§ **Data shown**:
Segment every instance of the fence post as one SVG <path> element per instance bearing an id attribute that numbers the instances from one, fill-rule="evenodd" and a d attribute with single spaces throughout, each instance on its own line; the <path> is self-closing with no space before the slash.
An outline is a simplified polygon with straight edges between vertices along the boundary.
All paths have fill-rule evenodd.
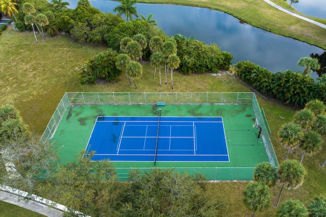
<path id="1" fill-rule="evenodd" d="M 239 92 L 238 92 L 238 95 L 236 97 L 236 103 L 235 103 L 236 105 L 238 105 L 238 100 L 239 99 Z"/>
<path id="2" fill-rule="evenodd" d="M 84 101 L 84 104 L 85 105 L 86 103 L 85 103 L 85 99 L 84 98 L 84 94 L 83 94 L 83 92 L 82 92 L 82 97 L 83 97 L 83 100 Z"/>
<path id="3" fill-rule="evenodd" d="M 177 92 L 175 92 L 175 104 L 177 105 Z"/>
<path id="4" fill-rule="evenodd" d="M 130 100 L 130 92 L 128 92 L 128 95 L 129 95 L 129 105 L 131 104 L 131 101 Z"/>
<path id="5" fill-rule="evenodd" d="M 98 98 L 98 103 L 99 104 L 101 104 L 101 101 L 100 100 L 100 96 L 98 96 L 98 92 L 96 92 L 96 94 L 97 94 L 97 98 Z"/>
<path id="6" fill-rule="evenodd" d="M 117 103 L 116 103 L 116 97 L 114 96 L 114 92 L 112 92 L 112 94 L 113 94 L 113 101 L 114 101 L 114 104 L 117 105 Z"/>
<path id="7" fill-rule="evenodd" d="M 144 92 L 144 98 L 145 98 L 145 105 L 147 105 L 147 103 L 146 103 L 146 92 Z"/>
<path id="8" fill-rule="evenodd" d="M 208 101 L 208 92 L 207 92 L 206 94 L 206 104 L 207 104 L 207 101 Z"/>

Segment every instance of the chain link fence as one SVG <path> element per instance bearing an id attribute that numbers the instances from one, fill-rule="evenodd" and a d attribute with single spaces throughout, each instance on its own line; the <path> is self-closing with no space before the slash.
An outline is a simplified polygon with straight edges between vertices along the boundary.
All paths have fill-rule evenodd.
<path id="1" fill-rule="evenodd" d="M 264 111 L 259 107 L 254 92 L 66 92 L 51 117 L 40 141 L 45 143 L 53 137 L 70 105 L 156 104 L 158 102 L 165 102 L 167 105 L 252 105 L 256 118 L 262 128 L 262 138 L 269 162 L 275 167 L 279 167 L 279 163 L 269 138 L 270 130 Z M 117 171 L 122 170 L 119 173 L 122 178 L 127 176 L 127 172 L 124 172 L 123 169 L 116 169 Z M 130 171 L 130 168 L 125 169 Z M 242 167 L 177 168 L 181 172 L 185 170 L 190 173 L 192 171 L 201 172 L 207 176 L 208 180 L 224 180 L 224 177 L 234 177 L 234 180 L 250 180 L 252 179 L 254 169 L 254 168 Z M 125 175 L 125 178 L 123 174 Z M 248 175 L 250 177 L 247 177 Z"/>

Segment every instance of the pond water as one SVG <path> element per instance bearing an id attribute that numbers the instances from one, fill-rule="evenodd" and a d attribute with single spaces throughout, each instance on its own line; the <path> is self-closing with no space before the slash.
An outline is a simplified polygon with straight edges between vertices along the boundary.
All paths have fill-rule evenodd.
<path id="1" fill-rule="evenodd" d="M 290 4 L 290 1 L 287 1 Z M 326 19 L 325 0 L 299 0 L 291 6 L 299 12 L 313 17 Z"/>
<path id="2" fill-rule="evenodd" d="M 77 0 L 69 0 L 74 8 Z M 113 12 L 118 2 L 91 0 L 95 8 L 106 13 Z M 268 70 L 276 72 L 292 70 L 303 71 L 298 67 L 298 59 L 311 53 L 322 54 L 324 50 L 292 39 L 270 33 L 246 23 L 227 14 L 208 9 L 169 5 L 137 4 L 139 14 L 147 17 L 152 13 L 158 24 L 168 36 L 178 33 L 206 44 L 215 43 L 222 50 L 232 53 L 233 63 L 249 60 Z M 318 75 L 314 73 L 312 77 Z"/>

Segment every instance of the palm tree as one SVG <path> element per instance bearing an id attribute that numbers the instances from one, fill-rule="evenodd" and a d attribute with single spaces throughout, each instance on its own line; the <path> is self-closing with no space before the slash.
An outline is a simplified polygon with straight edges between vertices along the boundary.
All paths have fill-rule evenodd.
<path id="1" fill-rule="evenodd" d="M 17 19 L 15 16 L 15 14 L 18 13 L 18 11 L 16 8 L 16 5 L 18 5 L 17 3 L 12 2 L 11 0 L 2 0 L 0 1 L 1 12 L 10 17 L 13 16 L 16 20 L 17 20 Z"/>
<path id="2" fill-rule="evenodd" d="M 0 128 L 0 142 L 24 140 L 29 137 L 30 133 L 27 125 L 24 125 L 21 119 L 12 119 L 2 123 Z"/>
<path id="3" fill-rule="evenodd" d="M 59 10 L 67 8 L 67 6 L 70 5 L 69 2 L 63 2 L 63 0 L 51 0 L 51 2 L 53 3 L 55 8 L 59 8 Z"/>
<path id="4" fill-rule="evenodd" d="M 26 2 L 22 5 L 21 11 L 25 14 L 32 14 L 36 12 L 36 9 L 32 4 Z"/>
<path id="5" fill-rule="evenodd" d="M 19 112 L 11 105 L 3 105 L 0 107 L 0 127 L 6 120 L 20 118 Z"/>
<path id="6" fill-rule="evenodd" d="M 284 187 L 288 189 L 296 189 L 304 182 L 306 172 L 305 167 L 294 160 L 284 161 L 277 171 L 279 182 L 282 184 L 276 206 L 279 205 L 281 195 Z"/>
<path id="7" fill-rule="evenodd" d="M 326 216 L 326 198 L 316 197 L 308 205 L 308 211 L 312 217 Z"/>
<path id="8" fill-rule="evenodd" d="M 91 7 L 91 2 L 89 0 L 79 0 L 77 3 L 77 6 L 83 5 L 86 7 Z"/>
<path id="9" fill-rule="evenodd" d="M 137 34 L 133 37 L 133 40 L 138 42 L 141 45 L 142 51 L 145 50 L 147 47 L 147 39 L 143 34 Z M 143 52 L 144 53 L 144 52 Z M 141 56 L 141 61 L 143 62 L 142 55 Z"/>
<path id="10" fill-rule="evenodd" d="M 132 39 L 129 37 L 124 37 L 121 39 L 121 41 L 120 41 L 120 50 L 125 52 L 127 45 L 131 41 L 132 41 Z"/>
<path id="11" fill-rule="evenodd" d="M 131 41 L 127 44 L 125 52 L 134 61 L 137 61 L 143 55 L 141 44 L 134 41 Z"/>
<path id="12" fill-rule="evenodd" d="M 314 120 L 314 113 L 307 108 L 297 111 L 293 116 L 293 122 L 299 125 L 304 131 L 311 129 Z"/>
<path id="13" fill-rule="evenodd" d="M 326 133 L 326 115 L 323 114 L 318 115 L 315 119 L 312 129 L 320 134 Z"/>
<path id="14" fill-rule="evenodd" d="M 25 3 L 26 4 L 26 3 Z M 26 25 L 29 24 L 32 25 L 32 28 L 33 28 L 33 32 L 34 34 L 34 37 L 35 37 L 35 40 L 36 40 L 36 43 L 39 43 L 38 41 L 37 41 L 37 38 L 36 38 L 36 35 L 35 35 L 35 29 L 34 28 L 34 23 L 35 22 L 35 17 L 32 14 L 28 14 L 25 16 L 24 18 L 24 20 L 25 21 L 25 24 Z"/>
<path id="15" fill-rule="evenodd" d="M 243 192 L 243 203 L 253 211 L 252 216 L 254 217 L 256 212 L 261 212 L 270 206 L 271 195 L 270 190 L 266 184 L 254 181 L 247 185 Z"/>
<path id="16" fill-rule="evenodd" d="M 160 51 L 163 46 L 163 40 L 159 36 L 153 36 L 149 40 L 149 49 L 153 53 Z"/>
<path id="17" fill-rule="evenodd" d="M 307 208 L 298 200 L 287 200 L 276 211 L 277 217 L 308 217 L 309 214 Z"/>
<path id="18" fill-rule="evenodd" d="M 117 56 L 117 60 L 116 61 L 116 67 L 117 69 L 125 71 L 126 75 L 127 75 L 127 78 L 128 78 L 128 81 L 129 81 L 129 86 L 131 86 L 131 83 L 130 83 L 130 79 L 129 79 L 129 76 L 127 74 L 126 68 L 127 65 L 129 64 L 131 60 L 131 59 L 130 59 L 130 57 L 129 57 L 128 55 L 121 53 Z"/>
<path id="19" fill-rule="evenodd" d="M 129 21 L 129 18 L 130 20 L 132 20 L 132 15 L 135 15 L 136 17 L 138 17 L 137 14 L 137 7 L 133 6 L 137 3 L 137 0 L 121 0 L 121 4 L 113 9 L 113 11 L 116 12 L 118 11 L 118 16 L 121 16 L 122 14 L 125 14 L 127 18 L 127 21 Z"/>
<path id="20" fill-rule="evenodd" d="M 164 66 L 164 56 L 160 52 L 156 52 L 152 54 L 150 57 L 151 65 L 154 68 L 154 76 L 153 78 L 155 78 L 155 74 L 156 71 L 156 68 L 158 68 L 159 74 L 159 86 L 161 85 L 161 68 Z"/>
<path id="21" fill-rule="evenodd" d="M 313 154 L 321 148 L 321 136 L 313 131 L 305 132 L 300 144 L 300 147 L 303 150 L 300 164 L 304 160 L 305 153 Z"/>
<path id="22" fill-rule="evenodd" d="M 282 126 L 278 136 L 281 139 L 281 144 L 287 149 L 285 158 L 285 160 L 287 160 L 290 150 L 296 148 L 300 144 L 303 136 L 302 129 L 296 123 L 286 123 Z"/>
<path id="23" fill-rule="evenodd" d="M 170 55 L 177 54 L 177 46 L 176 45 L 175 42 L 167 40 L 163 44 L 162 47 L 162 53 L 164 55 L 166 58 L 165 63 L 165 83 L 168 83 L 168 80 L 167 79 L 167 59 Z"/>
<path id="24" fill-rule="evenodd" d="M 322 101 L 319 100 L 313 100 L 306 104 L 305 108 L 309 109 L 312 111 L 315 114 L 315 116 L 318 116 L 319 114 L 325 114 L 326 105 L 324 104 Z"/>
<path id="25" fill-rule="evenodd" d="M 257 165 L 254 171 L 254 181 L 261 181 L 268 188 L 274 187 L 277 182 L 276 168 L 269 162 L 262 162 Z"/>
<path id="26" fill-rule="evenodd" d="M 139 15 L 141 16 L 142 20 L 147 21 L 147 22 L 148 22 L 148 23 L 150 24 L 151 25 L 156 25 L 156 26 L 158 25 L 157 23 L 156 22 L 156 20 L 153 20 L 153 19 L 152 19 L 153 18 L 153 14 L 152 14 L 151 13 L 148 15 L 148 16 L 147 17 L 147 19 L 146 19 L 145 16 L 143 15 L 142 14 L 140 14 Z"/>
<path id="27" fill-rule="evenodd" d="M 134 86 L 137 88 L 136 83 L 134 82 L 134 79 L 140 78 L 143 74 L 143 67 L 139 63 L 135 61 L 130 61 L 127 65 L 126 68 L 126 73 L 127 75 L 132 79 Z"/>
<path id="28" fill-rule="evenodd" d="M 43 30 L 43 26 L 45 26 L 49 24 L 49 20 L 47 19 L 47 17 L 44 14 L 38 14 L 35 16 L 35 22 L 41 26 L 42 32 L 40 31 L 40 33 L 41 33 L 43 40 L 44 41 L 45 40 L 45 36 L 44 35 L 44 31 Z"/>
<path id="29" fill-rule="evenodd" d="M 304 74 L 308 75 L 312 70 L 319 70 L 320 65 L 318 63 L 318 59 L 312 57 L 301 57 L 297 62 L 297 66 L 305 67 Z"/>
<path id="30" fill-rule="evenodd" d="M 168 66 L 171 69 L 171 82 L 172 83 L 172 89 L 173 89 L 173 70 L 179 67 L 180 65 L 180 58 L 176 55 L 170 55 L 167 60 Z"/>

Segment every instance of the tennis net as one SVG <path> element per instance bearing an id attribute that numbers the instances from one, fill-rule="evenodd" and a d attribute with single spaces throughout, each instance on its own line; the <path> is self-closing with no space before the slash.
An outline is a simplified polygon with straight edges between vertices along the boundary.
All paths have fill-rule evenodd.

...

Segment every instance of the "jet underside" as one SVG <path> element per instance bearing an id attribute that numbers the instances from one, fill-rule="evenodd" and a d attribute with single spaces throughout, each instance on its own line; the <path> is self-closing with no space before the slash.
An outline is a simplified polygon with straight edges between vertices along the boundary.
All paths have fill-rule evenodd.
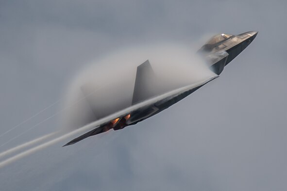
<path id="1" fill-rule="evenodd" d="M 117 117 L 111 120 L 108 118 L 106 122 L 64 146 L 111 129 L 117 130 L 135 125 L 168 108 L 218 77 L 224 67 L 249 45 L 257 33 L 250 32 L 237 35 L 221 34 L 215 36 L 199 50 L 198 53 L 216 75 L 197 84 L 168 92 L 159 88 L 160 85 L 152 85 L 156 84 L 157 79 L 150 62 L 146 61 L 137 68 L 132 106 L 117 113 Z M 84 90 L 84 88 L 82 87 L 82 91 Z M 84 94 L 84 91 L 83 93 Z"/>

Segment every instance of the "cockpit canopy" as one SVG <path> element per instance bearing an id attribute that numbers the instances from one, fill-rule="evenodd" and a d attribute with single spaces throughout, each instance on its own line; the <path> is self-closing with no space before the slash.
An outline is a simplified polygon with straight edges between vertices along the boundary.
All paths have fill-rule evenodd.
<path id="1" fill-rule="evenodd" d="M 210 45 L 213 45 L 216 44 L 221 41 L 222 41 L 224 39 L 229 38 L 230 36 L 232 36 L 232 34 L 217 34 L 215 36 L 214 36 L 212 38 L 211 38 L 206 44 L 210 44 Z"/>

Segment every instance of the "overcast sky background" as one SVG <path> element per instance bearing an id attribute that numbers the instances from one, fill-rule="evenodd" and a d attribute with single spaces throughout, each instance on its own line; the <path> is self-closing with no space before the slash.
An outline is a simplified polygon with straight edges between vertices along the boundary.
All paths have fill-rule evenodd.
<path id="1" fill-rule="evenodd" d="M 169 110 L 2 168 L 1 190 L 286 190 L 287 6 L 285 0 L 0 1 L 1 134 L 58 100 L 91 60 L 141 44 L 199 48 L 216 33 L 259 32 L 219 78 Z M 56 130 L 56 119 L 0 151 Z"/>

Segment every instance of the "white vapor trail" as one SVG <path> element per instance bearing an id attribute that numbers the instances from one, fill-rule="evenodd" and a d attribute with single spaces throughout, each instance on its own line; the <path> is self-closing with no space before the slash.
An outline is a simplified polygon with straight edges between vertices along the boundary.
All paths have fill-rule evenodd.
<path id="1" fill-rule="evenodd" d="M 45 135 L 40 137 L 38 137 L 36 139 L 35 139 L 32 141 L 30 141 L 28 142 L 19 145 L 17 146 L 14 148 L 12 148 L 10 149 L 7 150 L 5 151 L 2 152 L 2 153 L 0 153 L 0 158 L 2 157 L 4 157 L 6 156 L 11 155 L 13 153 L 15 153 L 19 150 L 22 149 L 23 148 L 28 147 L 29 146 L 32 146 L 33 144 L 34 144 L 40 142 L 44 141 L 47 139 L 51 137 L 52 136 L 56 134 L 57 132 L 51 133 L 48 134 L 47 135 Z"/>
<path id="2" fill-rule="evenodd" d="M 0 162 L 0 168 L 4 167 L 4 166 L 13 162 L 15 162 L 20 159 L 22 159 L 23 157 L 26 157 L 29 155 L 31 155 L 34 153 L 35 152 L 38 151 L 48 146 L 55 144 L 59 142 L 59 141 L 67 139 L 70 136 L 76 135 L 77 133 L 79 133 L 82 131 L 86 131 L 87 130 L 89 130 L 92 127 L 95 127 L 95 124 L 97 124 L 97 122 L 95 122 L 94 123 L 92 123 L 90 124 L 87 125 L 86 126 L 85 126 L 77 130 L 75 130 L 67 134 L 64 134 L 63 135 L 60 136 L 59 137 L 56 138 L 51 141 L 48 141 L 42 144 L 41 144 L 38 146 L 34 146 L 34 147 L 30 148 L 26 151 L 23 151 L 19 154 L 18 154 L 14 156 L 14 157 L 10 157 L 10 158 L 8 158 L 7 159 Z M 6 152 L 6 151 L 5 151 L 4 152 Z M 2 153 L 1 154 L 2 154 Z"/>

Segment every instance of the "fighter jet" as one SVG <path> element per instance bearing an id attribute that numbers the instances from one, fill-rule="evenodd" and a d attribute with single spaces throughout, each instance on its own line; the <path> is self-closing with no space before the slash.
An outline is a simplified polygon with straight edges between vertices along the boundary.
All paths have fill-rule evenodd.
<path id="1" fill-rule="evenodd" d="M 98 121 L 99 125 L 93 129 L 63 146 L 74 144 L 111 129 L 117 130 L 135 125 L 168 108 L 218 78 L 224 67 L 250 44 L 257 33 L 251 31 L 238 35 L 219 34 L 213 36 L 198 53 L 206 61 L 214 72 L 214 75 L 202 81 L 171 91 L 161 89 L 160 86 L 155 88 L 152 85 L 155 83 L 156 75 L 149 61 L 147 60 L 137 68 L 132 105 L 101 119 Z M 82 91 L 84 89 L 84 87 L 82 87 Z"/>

§ **What is needed**: Give the listing again, starting at the line that has "Segment every instance of the fence" and stopping after the line that has "239 92 L 238". Keep the request lines as they are, multiply every coordinate in the outline answers by 0.5 and round to whole numbers with halves going up, and leave the pictures out.

§ **Response to this task**:
Segment every instance of the fence post as one SVG <path> element per instance bearing an id attribute that numbers the instances from one, fill-rule="evenodd" and a d attribute with single spaces throughout, each instance on its own line; the <path> is self-closing with no space before the slash.
An outline is a simplified polygon with straight edges between vertices along the boundary.
All paths have fill-rule evenodd.
<path id="1" fill-rule="evenodd" d="M 120 46 L 119 46 L 119 48 L 118 49 L 118 52 L 118 52 L 118 53 L 119 53 L 119 50 L 120 50 Z"/>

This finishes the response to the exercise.